▶ Seçilen Metin
******

GÜNLER HEP BÖYLE GEÇMEZ
Bu gün sizlere, şimdi Kur’an Kursu Hocası olarak görev yaptığını öğrendiğim bir öğrencimizin, Bulancak İHL’den okulumuza naklen geldiği yıllarda yazmam için bana verdiği Hâtıra defterine serdettiğimiz akrostişli yazıyı sunuyoruz. Umarız beğenirsiniz.
Öğrencimize âile ve görev hayâtında mutluluk ve başarılar diliyor, sizleri mezkûr cümlelerle baş başa bırakıyoruz. Yazı şöyle:
Bismillâhir’Rahmânir’Rahîm
Değerli öğrencimiz; 10.03. 1994,Ordu
Bana ayırdığın bu kıymetli sayfalara, birer âyet, hadis ve vecîzeyle başlamak istiyorum. Ki bunlar, derslerde okuduğumuz kimya, ya da matematik ya da fizik formülleri gibi, uygulandığında insanı sonsuz mutluluklara ulaştıracak hayât düstûrlarıdır:
İnsanlara iyiliği emrediyor da kendi nefsinizi unutuyor musunuz?
Oysa siz, kitabı da okuyorsunuz. Hiç düşünmez misiniz?
Bakara 44
“Ey insanlar! Selâmlaşınız. Yemek yediriniz. İnsanlar uyurken geceleyin namaz kılınız.
Selâmetle Cennet’e girersiniz.”
Hadîs-i Şerîf
“Her kim edebden mahrum kaldı; cümle hayırlardan mahrum kaldı!”
İbn-i Atâ
Anlıyoruz ve biliyoruz ki, ilk insandan bu yana gelen ve kıyâmete kadar sürüp gidecek olan olayların özü Hak-Bâtıl Mücâdelesi’nden ibârettir. Hak çizgisi enbiyânın, evliyânın, ulemânın çizgisidir. İmam-Hatipli olmakla Yüce Mevlâ bize hak çizgisini nasîp etti. Ne kadar şükretsek azdır. Bunun kıymeti bilinmelidir. Her nîmetin bir de külfeti vardır elbette. Bu nîmet herkese nasîp olmadığı gibi, kolay da değildir. Gerekleri, yükümlülükleri, büyük sorumlulukları vardır.
Aziz Anadolu’muzun şehit kanlarıyla sulanmış bu mukaddes toprağında insanlarımızın sarhoş nâraları atmaları hem ecdâdımızı üzmekte hem de İslâm Âlemi’nin önünde bir engel oluşturmaktadır. İnsanlarımız sarhoşsa, bu milletimizin, dolayısıyla ümmetin başı hoş değil demektir. Bu bakımdan bizlere çok hassas ve önemli görevler düşmektedir. İçki, kumar vs. gibi ahlâksızlıklarla kesin mücâdele içerisinde olmalı, hem şahsımızda, hem âilemizde, hem de çevremizde kötülükleri azaltmaya, iyilikleri çoğaltmaya gayret etmeliyiz. Bu hem kişisel, hem de toplumsal sorumluluğumuzdur.

******

▶ Malzeme
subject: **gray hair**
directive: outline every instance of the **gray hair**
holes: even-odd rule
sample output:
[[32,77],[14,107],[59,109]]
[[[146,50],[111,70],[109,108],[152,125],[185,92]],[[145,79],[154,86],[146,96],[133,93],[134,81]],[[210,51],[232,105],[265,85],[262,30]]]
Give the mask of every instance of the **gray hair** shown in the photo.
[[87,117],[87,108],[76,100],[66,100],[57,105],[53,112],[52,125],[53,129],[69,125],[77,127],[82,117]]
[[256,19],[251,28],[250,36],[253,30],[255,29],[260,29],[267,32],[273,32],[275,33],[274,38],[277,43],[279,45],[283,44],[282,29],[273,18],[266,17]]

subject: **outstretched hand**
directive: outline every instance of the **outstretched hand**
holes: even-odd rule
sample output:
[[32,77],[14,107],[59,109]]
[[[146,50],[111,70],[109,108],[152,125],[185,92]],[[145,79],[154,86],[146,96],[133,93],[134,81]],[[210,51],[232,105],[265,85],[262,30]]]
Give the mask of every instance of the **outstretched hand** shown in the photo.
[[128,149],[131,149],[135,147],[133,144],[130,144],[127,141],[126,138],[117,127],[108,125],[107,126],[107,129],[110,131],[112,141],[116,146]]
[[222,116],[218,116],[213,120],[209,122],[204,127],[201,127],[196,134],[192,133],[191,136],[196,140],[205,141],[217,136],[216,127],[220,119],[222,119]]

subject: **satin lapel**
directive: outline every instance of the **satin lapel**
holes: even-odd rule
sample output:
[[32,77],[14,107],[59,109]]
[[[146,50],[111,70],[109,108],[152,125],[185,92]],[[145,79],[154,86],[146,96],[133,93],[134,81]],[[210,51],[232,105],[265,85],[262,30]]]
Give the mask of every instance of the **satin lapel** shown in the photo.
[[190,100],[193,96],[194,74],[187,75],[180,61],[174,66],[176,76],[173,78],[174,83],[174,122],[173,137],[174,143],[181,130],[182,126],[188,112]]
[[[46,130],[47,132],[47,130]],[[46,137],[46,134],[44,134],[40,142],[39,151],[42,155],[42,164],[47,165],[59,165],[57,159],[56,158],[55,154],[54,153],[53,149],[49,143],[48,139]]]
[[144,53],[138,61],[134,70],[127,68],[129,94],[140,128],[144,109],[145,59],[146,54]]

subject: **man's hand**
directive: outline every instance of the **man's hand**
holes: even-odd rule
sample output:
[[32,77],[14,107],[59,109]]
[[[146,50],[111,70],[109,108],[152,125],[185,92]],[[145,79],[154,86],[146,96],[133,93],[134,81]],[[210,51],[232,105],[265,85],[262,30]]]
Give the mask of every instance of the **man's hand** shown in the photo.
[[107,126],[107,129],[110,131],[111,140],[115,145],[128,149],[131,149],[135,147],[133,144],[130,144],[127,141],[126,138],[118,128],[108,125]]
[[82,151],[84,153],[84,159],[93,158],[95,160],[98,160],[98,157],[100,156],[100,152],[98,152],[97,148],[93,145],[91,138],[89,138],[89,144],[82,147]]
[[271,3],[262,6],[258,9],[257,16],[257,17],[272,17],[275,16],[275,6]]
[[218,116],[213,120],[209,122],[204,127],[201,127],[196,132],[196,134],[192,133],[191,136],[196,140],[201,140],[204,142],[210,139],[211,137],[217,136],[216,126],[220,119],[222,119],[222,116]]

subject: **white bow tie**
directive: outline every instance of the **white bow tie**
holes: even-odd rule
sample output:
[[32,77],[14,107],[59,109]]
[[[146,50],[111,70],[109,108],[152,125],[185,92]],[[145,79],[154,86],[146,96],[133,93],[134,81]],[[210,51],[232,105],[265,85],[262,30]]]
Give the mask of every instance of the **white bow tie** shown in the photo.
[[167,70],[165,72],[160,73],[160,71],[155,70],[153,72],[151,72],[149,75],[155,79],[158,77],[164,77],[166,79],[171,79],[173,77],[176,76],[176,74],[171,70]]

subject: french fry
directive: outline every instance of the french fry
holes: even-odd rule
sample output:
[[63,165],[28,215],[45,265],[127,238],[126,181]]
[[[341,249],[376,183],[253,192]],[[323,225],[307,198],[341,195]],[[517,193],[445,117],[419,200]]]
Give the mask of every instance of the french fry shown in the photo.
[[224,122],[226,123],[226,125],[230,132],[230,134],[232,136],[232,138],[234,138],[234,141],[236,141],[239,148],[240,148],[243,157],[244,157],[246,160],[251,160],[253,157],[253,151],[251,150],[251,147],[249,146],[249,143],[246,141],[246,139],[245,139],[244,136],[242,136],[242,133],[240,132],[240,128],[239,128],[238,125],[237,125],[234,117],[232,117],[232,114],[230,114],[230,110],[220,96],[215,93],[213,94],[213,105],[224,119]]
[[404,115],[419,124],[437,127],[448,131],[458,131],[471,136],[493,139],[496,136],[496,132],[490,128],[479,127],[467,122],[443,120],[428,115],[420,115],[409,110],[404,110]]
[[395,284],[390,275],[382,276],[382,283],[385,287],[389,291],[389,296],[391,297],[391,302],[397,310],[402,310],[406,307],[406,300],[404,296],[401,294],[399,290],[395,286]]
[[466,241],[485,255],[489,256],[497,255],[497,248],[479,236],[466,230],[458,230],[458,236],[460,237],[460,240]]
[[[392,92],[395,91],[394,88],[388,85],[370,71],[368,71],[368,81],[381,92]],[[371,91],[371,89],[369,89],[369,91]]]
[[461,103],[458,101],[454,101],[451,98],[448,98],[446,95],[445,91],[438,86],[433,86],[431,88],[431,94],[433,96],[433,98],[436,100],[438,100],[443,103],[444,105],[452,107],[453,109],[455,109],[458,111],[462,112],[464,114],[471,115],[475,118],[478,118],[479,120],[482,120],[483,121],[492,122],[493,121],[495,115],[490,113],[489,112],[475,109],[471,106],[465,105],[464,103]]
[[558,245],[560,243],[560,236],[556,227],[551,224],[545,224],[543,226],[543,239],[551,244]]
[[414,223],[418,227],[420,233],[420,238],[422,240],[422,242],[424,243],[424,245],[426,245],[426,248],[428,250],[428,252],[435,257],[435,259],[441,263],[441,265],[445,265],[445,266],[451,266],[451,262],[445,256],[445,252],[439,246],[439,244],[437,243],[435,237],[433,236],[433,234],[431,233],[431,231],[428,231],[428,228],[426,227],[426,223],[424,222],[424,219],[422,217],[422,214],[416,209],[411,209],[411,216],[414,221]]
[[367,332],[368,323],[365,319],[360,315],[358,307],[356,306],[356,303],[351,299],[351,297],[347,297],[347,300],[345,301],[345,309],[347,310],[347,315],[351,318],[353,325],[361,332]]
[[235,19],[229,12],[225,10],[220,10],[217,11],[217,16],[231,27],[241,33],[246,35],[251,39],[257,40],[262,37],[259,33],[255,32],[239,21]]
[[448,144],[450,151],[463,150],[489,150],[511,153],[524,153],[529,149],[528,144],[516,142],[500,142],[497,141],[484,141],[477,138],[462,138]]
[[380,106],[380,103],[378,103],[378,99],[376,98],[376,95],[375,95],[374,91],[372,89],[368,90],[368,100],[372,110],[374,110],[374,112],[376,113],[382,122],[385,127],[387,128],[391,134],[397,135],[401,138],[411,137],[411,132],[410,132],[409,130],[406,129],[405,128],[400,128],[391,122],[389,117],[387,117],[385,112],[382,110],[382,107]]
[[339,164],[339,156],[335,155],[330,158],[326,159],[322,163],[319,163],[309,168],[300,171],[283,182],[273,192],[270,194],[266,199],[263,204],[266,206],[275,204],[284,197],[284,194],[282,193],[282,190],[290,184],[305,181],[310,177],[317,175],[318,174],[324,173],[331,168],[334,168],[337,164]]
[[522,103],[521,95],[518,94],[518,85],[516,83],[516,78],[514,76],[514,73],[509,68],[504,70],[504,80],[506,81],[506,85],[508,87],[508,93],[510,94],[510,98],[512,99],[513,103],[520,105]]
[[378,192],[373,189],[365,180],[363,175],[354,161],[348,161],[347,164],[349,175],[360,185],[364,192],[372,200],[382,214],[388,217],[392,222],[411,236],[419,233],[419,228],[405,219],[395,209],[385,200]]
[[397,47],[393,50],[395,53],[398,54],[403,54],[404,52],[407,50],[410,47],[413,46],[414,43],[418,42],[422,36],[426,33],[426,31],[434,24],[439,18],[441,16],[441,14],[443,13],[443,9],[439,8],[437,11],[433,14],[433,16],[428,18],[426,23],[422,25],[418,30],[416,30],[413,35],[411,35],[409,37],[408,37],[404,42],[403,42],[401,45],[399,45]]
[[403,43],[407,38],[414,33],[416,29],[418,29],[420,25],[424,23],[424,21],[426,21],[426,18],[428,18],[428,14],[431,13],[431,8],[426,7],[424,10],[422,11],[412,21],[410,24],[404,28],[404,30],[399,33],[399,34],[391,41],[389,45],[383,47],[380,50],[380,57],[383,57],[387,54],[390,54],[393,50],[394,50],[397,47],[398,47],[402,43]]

******

▶ Yapılacak İş
Öğrencinin hatıra defterine yazılan yazıyı, son cümlesinin ardından gelecek şekilde devam ettirin. Listenin bu işle hiçbir ilgisi yoktur.

▶ Sonuç
İslâm Âlemi’nin durumu mâlum. En çarpıcı örneği Bosna’da görmekteyiz. Sözüm ona uygar Avrupa’nın, girmek için can attığımız AB devletlerinin tam orta yerinde bu denli acımasızlık hangi kriterlerle îzâh edilebilir. Adları, sanları ne olursa olsun batının, doğu halklarının göz yaşına bakması söz konusu değildir. Hele bir de müslümansanız, ne yaparsanız yapın, derdinizi anlatamazsınız. Öyleyse, kadınıyla erkeğiyle hepimize çok büyük görevler düşüyor. Hayat îman ve cihaddan ibârettir. Nefsimizle nefesimizle ve de tüm hevesimizle! Zîrâ zaman, hevâ ve hava zamânı değil; dâvâ zamanıdır.
Bu gerçekleri bizler kadar sizlerin de bildiğine inanıyor, netîce îtibârıyle rızâsını kazanacağınız hayırlı, uzun bir ömrü size bahşetmesi niyâzıyla,“ Allâh’a emânet olunuz” diyor, bir akrostişle sözlerimi tamamlıyor, duâlarda ara-sıra da olsa hatırlanmayı umuyorum.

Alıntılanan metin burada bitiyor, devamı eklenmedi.